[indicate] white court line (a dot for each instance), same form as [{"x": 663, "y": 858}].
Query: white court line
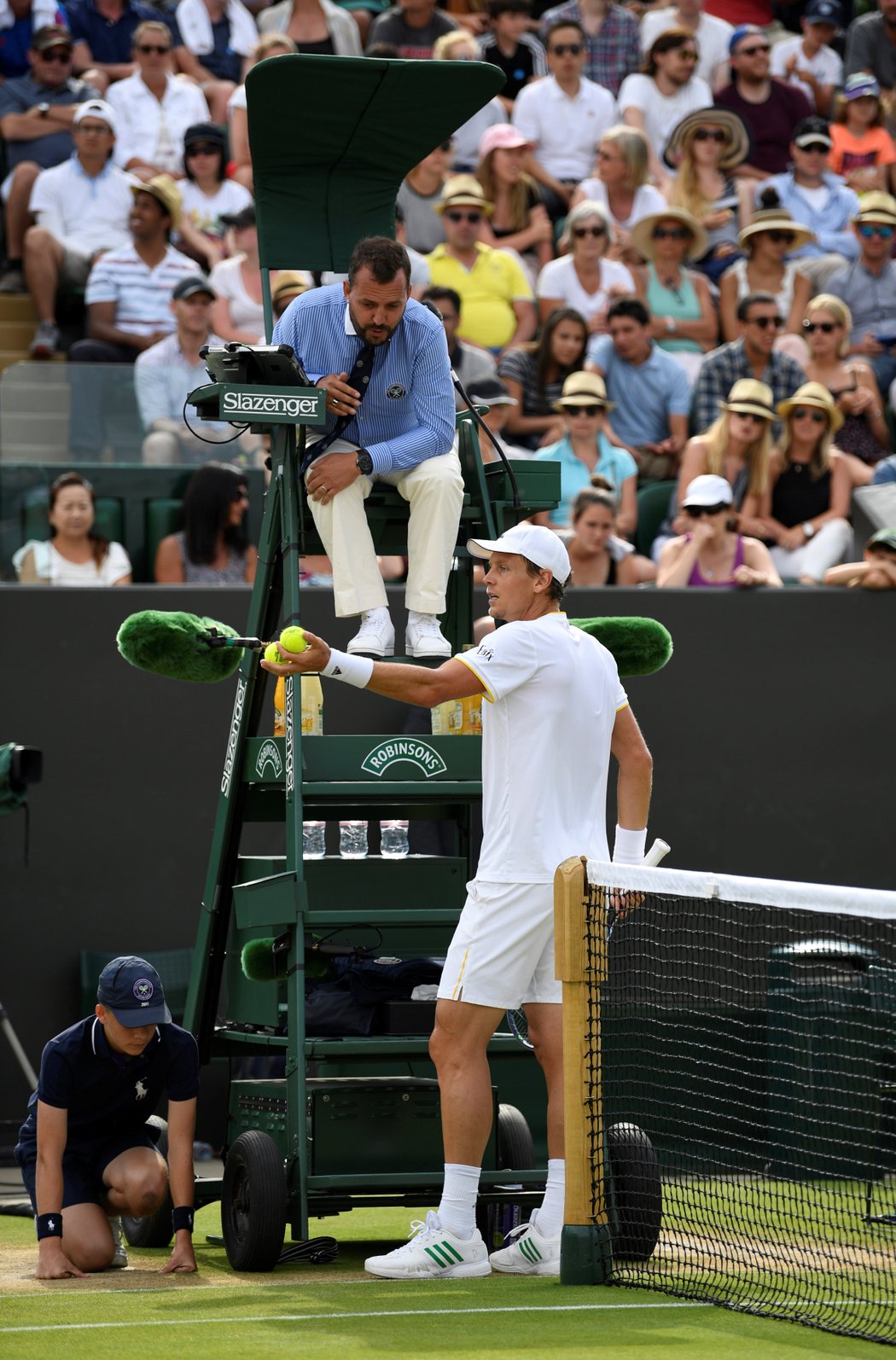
[{"x": 327, "y": 1316}]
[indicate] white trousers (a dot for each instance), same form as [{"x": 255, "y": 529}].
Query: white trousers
[
  {"x": 434, "y": 490},
  {"x": 825, "y": 549}
]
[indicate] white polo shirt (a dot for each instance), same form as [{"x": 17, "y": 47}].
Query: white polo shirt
[
  {"x": 153, "y": 130},
  {"x": 552, "y": 694},
  {"x": 565, "y": 131},
  {"x": 83, "y": 212}
]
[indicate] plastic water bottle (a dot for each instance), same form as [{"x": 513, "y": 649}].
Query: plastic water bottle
[
  {"x": 313, "y": 840},
  {"x": 393, "y": 840},
  {"x": 352, "y": 840}
]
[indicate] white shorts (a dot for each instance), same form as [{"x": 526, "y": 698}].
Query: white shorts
[{"x": 502, "y": 952}]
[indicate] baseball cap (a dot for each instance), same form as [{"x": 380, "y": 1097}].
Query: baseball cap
[
  {"x": 96, "y": 109},
  {"x": 50, "y": 36},
  {"x": 745, "y": 30},
  {"x": 532, "y": 542},
  {"x": 707, "y": 490},
  {"x": 190, "y": 286},
  {"x": 823, "y": 11},
  {"x": 502, "y": 137},
  {"x": 861, "y": 86},
  {"x": 132, "y": 991},
  {"x": 882, "y": 539}
]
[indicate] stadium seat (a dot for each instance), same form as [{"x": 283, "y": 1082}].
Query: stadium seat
[{"x": 653, "y": 506}]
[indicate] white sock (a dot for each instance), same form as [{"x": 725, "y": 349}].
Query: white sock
[
  {"x": 457, "y": 1206},
  {"x": 550, "y": 1216}
]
○ ○ ○ ○ ○
--- What is needed ---
Copy out the records word for word, starting with the line containing "[indicate] white polo" and continuing through the end of the records.

--- Solution to this exercise ---
[indicate] white polo shirt (a dot for each instance), same form as [{"x": 17, "y": 47}].
Query: white polo shirt
[
  {"x": 153, "y": 130},
  {"x": 552, "y": 694},
  {"x": 565, "y": 131},
  {"x": 83, "y": 212}
]
[indicate] plastic water bottle (a dot for each instance), same form as [{"x": 513, "y": 649}].
Query: plastic water bottle
[
  {"x": 313, "y": 840},
  {"x": 393, "y": 840},
  {"x": 352, "y": 840}
]
[indicate] white shorts (a dot for each instance), same form as [{"x": 526, "y": 698}].
Query: white shorts
[{"x": 502, "y": 952}]
[indicate] baseball cap (a dot for each instance), same form as [{"x": 380, "y": 1097}].
Query: baseball cap
[
  {"x": 96, "y": 109},
  {"x": 50, "y": 36},
  {"x": 745, "y": 30},
  {"x": 532, "y": 542},
  {"x": 707, "y": 490},
  {"x": 190, "y": 286},
  {"x": 823, "y": 11},
  {"x": 502, "y": 137},
  {"x": 861, "y": 86},
  {"x": 132, "y": 991},
  {"x": 882, "y": 539}
]
[indicate] stadium seat (a dot for each instance), same form as [{"x": 283, "y": 1082}].
Query: stadium seat
[{"x": 653, "y": 506}]
[indicate] white sock (a dot for each instance), same form as [{"x": 725, "y": 349}].
Query: white sock
[
  {"x": 457, "y": 1206},
  {"x": 550, "y": 1216}
]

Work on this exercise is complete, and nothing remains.